▶ [EXCERPTED PASSAGE]
— START —

The amount of energy that may be derived from output winding 32 without interrupting the oscillations in inductor 22 will depend to a certain extent on the ratio of the input frquency to the output frequency. Generally, more energy can be derived from inductor 22 for small ratios of division and multiplication than for larger ratios. However, suitable means for amplifying the energy output of winding 32 may be provided if necessary. The upper limit of energy transfer is generally set by the maximum permissible heating of block 16 due to losses in the dielectric.

While certain of the parameters of the system of Fig. 1 must be determined empirically for the particular frequency of source 10 and the harmonic or subharmonic to be generated, it it believed that the ranges of values that these parameters may assume are sufficiently broad so that the system of Fig. 1 may be constructed and operated with a minimum of experimentation by the average skilled technician.

A second embodiment of the invention is illustrated in Fig. 2. In this embodiment, four nonlinear capacitors 62, 64, 66 and 68 are arranged in a four-terminal bridge circuit. Linear, variable capacitors 72 and 74, are coupled in shunt with nonlinear capacitors 66 and 68, respectively as means for balancing the bridge to prevent direct coupling of energy from terminals 76 and 78 to terminals 82 and 84. The maximum capacitance of capacitors 72 and 74 should be small compared to the unsaturated capacitance of capacitors 66 and 68 in order that the nonlinear characteristics of the bridge be not disturbed. Similar, small, linear capacitors may be coupled between adjacent plates in the embodiment of Fig. l to correct any unbalance in the bridge type circuit formed by block 16 and plates 12, 14, 18 and 20.

— END —

▶ [MATERIAL SUPPLIED]
— START —

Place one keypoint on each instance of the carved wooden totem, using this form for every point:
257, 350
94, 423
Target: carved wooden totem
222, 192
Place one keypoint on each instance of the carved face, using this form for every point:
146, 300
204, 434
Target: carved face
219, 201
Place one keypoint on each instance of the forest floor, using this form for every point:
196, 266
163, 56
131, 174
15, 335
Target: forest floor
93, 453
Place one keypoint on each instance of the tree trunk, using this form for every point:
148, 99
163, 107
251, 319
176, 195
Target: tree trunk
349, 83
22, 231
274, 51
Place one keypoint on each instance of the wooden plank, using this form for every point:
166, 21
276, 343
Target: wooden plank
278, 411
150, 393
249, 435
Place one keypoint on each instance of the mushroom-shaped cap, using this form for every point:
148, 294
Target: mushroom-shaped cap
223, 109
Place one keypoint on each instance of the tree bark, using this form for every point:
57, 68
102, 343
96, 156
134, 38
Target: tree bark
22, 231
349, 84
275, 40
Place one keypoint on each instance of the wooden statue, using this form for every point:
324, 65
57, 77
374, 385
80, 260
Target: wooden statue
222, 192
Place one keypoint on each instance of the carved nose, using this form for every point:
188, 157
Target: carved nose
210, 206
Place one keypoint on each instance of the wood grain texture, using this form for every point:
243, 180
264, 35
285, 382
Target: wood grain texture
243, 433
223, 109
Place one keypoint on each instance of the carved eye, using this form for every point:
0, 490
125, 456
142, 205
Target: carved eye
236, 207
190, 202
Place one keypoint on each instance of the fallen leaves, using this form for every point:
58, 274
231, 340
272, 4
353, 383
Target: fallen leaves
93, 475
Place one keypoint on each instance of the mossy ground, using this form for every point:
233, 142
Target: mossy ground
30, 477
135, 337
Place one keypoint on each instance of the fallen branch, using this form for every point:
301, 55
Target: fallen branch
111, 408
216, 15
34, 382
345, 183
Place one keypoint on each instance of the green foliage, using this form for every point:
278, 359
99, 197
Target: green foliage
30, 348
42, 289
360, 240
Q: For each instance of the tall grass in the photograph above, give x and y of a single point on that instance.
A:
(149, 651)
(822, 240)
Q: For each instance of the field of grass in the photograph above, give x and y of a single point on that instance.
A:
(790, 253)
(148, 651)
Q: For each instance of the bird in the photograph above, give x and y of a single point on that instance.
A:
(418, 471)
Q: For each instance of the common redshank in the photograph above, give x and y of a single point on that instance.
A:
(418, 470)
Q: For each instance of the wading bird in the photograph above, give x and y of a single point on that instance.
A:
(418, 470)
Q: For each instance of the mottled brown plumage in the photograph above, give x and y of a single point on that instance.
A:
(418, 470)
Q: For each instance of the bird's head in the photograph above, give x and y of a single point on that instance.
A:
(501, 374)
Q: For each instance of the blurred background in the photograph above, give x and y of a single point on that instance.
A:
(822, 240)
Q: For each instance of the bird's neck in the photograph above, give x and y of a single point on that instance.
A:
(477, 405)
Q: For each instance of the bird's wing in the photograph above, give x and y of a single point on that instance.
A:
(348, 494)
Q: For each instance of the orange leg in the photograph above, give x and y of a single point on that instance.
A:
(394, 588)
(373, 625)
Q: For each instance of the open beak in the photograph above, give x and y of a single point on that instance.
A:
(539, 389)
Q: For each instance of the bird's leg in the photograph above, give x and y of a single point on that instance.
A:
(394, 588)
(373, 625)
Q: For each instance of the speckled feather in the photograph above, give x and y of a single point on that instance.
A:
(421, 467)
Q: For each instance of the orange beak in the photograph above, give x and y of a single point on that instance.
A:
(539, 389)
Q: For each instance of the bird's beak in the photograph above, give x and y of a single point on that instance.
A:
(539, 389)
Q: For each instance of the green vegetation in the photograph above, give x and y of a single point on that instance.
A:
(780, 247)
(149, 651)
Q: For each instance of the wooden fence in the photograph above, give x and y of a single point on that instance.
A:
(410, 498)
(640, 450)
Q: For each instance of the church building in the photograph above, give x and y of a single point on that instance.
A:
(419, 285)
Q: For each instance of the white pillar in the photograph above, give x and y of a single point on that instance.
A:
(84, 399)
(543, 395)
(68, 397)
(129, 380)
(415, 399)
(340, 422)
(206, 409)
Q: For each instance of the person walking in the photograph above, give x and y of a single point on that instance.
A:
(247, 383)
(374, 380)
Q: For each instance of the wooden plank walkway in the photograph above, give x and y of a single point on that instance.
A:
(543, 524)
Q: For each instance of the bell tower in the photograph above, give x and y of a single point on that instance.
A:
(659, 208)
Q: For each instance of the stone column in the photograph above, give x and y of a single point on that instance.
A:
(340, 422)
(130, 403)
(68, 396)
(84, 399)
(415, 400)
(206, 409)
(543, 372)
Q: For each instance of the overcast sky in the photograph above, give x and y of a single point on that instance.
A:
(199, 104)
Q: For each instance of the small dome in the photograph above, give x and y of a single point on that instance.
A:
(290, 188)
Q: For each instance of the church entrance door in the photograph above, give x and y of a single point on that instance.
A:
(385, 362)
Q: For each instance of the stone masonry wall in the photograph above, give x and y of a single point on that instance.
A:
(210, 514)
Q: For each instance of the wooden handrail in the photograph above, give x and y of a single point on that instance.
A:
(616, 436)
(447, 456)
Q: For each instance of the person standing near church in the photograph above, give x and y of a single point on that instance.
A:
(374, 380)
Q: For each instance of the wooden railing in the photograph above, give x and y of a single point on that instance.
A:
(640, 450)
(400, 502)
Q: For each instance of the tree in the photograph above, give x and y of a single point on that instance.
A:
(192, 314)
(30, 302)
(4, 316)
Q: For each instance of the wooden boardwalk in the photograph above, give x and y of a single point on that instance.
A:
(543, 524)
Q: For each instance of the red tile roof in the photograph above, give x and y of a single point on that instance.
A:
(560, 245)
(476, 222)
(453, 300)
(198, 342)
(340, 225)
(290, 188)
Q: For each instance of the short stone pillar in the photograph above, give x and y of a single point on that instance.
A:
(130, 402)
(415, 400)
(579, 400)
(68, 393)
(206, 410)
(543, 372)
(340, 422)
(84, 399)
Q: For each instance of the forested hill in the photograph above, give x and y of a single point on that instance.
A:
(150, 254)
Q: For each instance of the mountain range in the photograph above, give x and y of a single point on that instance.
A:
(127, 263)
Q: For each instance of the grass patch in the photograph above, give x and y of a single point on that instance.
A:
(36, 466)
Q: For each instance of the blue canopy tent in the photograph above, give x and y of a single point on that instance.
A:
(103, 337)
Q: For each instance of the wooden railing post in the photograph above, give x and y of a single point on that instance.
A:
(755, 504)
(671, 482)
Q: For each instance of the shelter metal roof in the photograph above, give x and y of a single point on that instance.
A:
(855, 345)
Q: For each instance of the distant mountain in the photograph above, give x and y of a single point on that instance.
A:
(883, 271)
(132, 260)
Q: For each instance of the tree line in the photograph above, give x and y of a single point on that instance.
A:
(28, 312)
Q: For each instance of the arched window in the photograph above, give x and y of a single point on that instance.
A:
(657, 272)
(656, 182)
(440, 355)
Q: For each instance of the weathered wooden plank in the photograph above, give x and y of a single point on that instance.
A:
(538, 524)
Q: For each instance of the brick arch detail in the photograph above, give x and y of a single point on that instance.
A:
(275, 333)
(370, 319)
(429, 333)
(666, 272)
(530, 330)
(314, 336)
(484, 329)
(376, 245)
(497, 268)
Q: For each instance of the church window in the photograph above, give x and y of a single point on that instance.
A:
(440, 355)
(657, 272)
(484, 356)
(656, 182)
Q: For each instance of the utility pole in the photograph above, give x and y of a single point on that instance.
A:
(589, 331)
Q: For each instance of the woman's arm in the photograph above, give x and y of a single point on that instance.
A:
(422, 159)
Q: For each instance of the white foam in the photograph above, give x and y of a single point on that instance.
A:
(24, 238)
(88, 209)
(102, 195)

— END —

▶ [THINGS TO DO]
1. In the passage on nonlinear capacitor frequency circuits, translate this sentence into Spanish: "Generally, more energy can be derived from inductor 22 for small ratios of division and multiplication than for larger ratios."
2. Continue the passage on nonlinear capacitor frequency circuits beyond its last sentence.

▶ [OUTPUTS IN ORDER]
1. Por lo general, se puede obtener más energía del inductor 22 con relaciones pequeñas de división y multiplicación que con relaciones mayores.

2.
The remainder of the circuit of Fig. 2 is identical to the embodiment of Fig. l.with the exception that bias batteries 36 and 38 have been omitted. Therefore, parts in Fig. 2 corresponding to like parts in Fig. 1 have been given the same reference numerals. It will be seen that the signals applied at terminals 76 and 7S, and signals appearing across terminals 82 and 84, both contribute to saturation in the four nonlinear capacitors. Inductor 22 is tuned to resonate with the capacitance of the bridge as seen from terminals 82. and 84. It is believed that energy transfer takes place between signal source and inductor 22 in a manner similar to that suggested above in connection with the discussion of Fig. 1.

Fig. 4 illustrates an embodiment of the invention arranged for multiple step frequency division of a signal from source 80. The system of Fig. 4 is similar to that shown in Fig. 1 with the addition of a third pair of plates on the faces of the block of ferroelectric material which were unoccupied in Fig. 1. Therefore, block 82 of Fig. 4 is provided with three pairs of plates, 84, 86 and 88, only one plate of each pair being visible in Fig. 4. Source 89 is coupled across plates 84 to supply energy to the system. Inductor 90, coupled across plates 86, is tuned to resonate with the capacitance between plates 86 at some submultiple of the frequency of the signal from source 80, for example one-third the frequency of this signal. A second inductor 92 is coupled across plates 88 and is tuned to resonate at a submultiple of the frequency of the tuned circuit including inductor 90. Again, inductor 92 may be tuned so that this second submultiple frequency is onethird the frequency of the first submultiple frequency. A winding 94, magnetically coupled to inductor 92, is provided as a means for deriving an output signal from the oscillatory system. Suitable means (not shown in Fig. 4) are also provided for shock exciting oscillations in inductors 90 and 92.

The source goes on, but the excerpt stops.